Objective:
Output every line exactly as written. Leave out pictures.
___ Given data
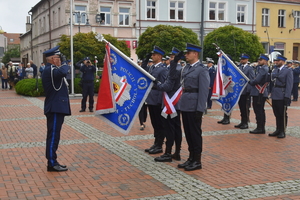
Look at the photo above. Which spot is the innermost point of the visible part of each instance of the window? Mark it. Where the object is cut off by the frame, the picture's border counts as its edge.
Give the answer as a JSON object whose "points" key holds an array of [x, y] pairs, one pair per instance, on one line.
{"points": [[281, 18], [151, 8], [265, 16], [217, 11], [80, 14], [105, 15], [124, 16], [297, 19], [279, 47], [241, 14], [176, 10]]}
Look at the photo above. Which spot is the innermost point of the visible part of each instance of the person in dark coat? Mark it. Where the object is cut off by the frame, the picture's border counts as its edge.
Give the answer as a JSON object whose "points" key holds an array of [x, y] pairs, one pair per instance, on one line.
{"points": [[56, 106], [212, 75], [282, 77], [244, 101], [154, 99], [88, 75], [296, 73]]}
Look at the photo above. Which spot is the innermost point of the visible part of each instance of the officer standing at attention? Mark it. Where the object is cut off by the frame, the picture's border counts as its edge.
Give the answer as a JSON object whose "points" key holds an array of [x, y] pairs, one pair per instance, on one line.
{"points": [[88, 75], [259, 93], [282, 77], [296, 73], [244, 102], [212, 75], [192, 104], [56, 106], [154, 99]]}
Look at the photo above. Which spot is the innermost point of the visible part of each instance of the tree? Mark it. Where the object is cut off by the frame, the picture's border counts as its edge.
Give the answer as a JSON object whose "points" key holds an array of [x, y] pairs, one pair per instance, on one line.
{"points": [[233, 41], [13, 52], [86, 45], [166, 37]]}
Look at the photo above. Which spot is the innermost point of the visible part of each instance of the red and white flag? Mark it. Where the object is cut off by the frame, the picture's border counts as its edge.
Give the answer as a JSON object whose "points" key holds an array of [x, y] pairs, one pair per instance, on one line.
{"points": [[107, 104], [218, 88]]}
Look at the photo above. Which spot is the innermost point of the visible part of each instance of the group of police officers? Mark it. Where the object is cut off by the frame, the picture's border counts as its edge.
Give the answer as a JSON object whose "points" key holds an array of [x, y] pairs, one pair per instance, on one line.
{"points": [[193, 83]]}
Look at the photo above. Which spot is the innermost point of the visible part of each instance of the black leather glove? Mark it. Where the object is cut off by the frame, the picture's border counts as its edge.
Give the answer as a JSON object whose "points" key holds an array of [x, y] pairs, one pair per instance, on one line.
{"points": [[179, 56], [286, 101], [198, 115]]}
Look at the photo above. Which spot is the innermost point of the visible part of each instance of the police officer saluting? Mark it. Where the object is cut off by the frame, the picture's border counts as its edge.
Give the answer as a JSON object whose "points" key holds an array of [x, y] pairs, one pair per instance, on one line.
{"points": [[56, 106], [244, 102], [88, 77], [259, 93], [195, 82], [282, 77]]}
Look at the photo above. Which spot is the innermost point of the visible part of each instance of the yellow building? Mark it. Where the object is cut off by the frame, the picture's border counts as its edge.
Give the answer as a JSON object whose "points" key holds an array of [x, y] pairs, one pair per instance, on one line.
{"points": [[278, 26]]}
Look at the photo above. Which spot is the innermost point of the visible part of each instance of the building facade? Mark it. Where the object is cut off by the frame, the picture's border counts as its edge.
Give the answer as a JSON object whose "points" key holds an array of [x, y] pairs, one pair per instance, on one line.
{"points": [[278, 26]]}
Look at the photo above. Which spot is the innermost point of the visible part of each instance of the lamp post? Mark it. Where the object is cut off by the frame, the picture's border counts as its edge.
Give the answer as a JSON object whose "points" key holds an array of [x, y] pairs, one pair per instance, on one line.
{"points": [[79, 16]]}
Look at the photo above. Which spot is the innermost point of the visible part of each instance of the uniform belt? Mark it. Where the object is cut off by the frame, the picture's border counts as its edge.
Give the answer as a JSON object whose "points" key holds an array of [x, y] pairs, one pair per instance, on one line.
{"points": [[279, 86], [190, 90]]}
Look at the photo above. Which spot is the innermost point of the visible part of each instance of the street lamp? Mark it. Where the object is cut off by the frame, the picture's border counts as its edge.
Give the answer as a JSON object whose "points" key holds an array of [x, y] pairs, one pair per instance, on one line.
{"points": [[79, 16]]}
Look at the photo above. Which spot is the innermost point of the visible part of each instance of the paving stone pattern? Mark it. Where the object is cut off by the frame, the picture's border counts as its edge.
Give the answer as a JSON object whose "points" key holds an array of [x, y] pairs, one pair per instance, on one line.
{"points": [[105, 164]]}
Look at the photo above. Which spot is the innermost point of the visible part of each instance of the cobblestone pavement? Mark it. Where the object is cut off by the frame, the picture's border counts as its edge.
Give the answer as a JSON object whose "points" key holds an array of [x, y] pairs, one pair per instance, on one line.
{"points": [[105, 164]]}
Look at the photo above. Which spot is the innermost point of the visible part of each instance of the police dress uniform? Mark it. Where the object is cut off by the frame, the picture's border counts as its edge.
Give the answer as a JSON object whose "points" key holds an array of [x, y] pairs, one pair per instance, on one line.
{"points": [[195, 82], [88, 76], [244, 101], [282, 77], [56, 107], [296, 73], [154, 102], [173, 124], [259, 97]]}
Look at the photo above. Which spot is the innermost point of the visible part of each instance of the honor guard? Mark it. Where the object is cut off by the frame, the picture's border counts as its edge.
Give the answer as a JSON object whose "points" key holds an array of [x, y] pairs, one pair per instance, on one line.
{"points": [[259, 93], [192, 104], [282, 77], [154, 99], [212, 75], [56, 106], [171, 88], [244, 102], [296, 73]]}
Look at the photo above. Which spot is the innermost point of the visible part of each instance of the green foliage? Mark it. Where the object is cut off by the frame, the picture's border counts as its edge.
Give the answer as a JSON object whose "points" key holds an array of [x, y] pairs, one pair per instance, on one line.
{"points": [[233, 41], [14, 52], [86, 45], [166, 37], [27, 87]]}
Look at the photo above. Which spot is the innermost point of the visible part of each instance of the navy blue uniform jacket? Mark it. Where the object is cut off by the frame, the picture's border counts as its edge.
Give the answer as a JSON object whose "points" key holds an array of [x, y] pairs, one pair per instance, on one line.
{"points": [[56, 101]]}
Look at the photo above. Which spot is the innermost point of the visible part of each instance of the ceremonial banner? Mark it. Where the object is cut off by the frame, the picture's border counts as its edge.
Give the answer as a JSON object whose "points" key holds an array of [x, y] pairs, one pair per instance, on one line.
{"points": [[233, 82], [130, 85]]}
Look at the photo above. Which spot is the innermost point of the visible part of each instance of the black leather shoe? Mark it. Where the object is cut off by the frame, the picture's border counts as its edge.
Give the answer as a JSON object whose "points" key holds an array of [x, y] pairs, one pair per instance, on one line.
{"points": [[56, 168], [258, 131], [155, 150], [164, 158], [275, 133], [152, 147], [193, 166], [244, 126], [281, 135], [239, 125], [183, 165], [176, 156]]}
______
Solution for this problem:
Look at the photo above. Which spot is the innermost point of the visible part of each instance of the window? Mark it. Where the object is cut off by the frame, the picture's border counts as its edge.
Give the answer as a JSON object whose "points" key holds an array of [x, y] pairs, one pair per instance, on one line.
{"points": [[281, 18], [151, 8], [265, 16], [217, 11], [80, 14], [105, 15], [124, 16], [297, 19], [279, 47], [241, 14], [176, 10]]}
Look at the photo above. Which spot is the innermost point of the visible part of each instance of the person in dark coat? Mark it. Where the object is cut off by the frame, the picture's border counts as its edge.
Give the answer as a JSON object whose "points" key holds an array of [x, y] pairs, one pair per instance, on one line.
{"points": [[56, 106], [212, 75], [282, 77], [244, 101], [154, 99], [88, 75], [296, 73]]}
Look at the photo above. Which spot is the innermost point of the visible part of each instance of the officer standing at attention? Mark it. Where the object is cut off by the frame, the picture's border counts as its edge.
Give the answer as a JSON object whose "points" key holds an array of [x, y] pairs, one pair per instance, on one line.
{"points": [[88, 75], [259, 93], [282, 77], [296, 73], [244, 102], [212, 75], [192, 104], [56, 106], [154, 99]]}
Look at the photo above. Which spot is the innermost point of the visible part of each instance of the tree? Mark it. Where the object is cut off by the frame, the picture's border counts as its edge.
Give the answer as a JSON object whose "points" key holds an array of [x, y] pairs, one pair per instance, on one line.
{"points": [[233, 41], [13, 52], [86, 45], [166, 37]]}
Look at the photo above. Which spot is the innermost point of the visible part of each instance of the red and white flag? Mark it. Where the object is cut off by the frame, the picture's border counts as its edge.
Give the answer as a JSON object whose "points" key holds an array of [x, y] pairs, one pair per instance, on one line.
{"points": [[107, 104], [218, 88]]}
Look at the photo above. Which spot is the innermost point of the visible part of each instance of the group of police officers? Mark it. Where the object is cut off by the frame, the picture's border counts as its edge.
Give the answer as a JSON object whose "points" key holds an array of [x, y] pairs, one pair per instance, on one line.
{"points": [[193, 83]]}
Look at the photo above. Which spot is the innermost point of the visible part of each instance of the black leather glove? Mark it. Where the object is cut off by the frame, the picture's border counts as its edge.
Give the answer as a JSON object whose "points" key holds an array of [x, y] pairs, one pair per instance, on one line.
{"points": [[179, 56], [286, 101], [198, 115]]}
Look at the photo above. Which spot is the innermost point of the visible part of each instance of the police officer saluting? Mark it. Where the object is cut off by the frame, the picture's border counts as its edge.
Give the answer as a JSON object whose "points" key holds an array of [x, y] pairs, one pair per instance, on one line.
{"points": [[56, 106], [244, 102], [88, 77], [259, 93], [195, 82], [282, 77]]}
Look at the photo above. Which spot is the innermost point of the visible part of each instance of the yellow building? Mark it. Where the object is cut off by the frame, the picture's border counts as its edge.
Give the answer as a JSON object whose "points" key holds an array of [x, y] pairs, one pair per instance, on one line.
{"points": [[278, 26]]}
Look at the photo above. Which spot is the innermost point of the visible part of each instance of the building facade? Mark it. Where the object is cut off by the frame, the picture's border counts as its edge.
Give the answer as a JSON object whose "points" key holds an array of [x, y] pairs, one pair per instance, on one line.
{"points": [[278, 26]]}
Look at the photo above. Which spot is the innermost point of the visible part of each instance of the lamp post? Mark it. Where the object is cut off by the frame, the picture's border counts as its edge.
Give the answer as a JSON object whose "points" key holds an array of [x, y] pairs, one pair per instance, on one line.
{"points": [[79, 16]]}
Look at the photo above. Which spot is the innermost point of the visible part of each instance of the uniform belt? Mark it. Where the object is cut off by the frame, the picture's border counts as its edge.
Give the answer as a JSON object whose "points" key holds an array of [x, y] pairs, one pair per instance, on one line.
{"points": [[279, 86], [190, 90]]}
Look at the photo above. Which spot is the innermost point of the visible part of each instance of the street lamp? Mark it. Where the object is cut off by the frame, the picture's border counts as its edge.
Give the answer as a JSON object whose "points" key holds an array of [x, y] pairs, one pair per instance, on one line.
{"points": [[79, 16]]}
Look at the photo above. Which spot is the innermost point of the visible part of each instance of the paving stone pattern? Mark it. Where the object is cut off by the frame, the picture's border counts as its edge.
Give the answer as a JSON object whose "points" key holds an array of [x, y] pairs, one pair per instance, on one line.
{"points": [[105, 164]]}
Look at the photo above. Which spot is the innermost point of the visible part of each instance of the cobblestone pavement? Mark it. Where the object is cut off by the frame, the picture's border counts as its edge.
Give the answer as a JSON object whose "points" key holds an array of [x, y] pairs, one pair per instance, on one line.
{"points": [[105, 164]]}
Look at the photo above. Which spot is the innermost point of the visible part of each instance of the police dress uniform? Mark it. Where the object is cut off by the frame, the picture's border counts as its edge.
Give the answer as a JSON object whose "points" key holds an array of [x, y] pairs, one pair per instance, on one line.
{"points": [[195, 82], [88, 76], [244, 101], [282, 77], [56, 107], [296, 73], [154, 102], [173, 124], [259, 97]]}
Look at the photo above. Which spot is the innermost point of the visible part of each instance of the honor guard? Mark it. Where the object is cut off by the frame, the picture's border counts as its edge.
Give the answer as a JSON object whose "points" key holds an array of [x, y] pairs, one pair per instance, on one line.
{"points": [[259, 93], [192, 104], [282, 77], [154, 99], [212, 75], [56, 106], [171, 88], [244, 102], [296, 73]]}
Look at the photo above. Which spot is the innermost point of the visible part of each instance of the green foliage? Mark it. Where the object is cut off by the frame, the picture's border counts as its edge.
Give the answer as a JSON object whose "points" key holds an array of [x, y] pairs, one pair per instance, on one line.
{"points": [[233, 41], [14, 52], [86, 45], [166, 37], [27, 87]]}
Look at the photo above. Which spot is the innermost point of the visible part of each instance of the navy blue uniform jacket? Mark it. Where the object is cut off by the frame, the picture's border counts as its edge.
Give the answer as a JSON object whose "points" key holds an array of [x, y] pairs, one pair per instance, on one line.
{"points": [[56, 101]]}
Look at the photo above. Which spot is the innermost point of the visible part of each instance of the ceremonial banner? Mark it. Where the object is cut off by the frame, the picture's border counts as its edge.
Give the answer as a JSON object whose "points" key holds an array of [x, y] pairs, one pair per instance, on one line.
{"points": [[233, 82], [130, 85]]}
Look at the photo above. Which spot is the innermost point of the visible part of each instance of the black leather shoe? Mark it. Where the object is cut off by the frame, the picture's border counts as its edge.
Give the answer as a JSON object whose "points" key holds an array of [x, y] pairs, one pair per instance, on one line.
{"points": [[56, 168], [258, 131], [155, 150], [164, 158], [275, 133], [152, 147], [193, 166], [244, 126], [281, 135], [239, 125], [183, 165], [176, 156]]}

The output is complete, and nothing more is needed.